• INSTRUCTIONS TO FOLLOW
Write out every line of the listing below as a JSON list of strings, one string per line, skipping blank lines and leaving out the pictures.

• THE RECORDS
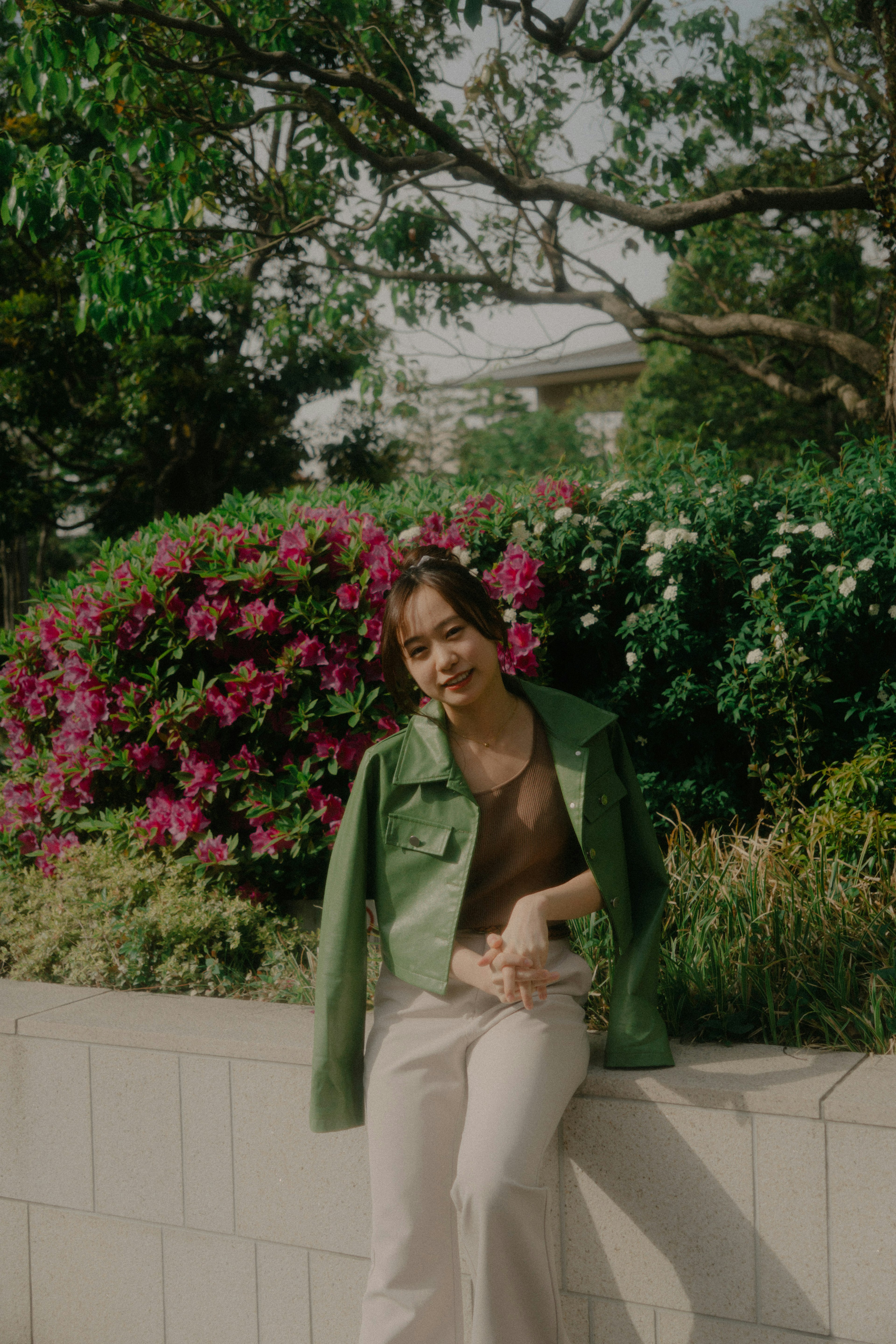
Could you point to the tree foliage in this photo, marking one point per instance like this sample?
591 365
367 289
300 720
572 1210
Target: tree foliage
367 143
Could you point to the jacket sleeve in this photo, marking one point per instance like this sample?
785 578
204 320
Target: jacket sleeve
637 1037
340 993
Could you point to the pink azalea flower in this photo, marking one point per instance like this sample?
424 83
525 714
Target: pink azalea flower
520 655
312 652
373 630
202 621
351 749
18 745
171 558
339 675
348 596
268 841
323 742
147 757
213 850
331 807
260 619
515 579
245 761
202 775
226 708
558 492
383 570
293 546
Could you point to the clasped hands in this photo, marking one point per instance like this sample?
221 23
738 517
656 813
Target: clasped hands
516 958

• FULL ANSWER
[
  "Could you point to the tree foliage in this photo, marking one point per instance like this sample?",
  "591 365",
  "367 289",
  "300 720",
  "572 1210",
  "Target: tree foliage",
  "367 143",
  "Could you point to the jacket sleeve in this photo, marking one point per instance like this sample?",
  "785 578",
  "204 320",
  "Target: jacket sleeve",
  "637 1037",
  "340 993",
  "Could you point to the pink azalea flower in this photo, marking one point per instance like this sample?",
  "424 83",
  "525 714",
  "Target: pink azalea flower",
  "520 655",
  "312 652",
  "373 630",
  "202 621",
  "351 749",
  "18 745",
  "171 558",
  "339 675",
  "348 596",
  "268 841",
  "323 742",
  "147 757",
  "213 850",
  "331 807",
  "260 619",
  "515 579",
  "245 761",
  "202 775",
  "226 708",
  "558 492",
  "383 570",
  "293 546",
  "Could you point to the clasped hands in this photo, marking one point per instance like this sample?",
  "221 23",
  "738 517",
  "656 813",
  "Target: clasped hands",
  "516 958"
]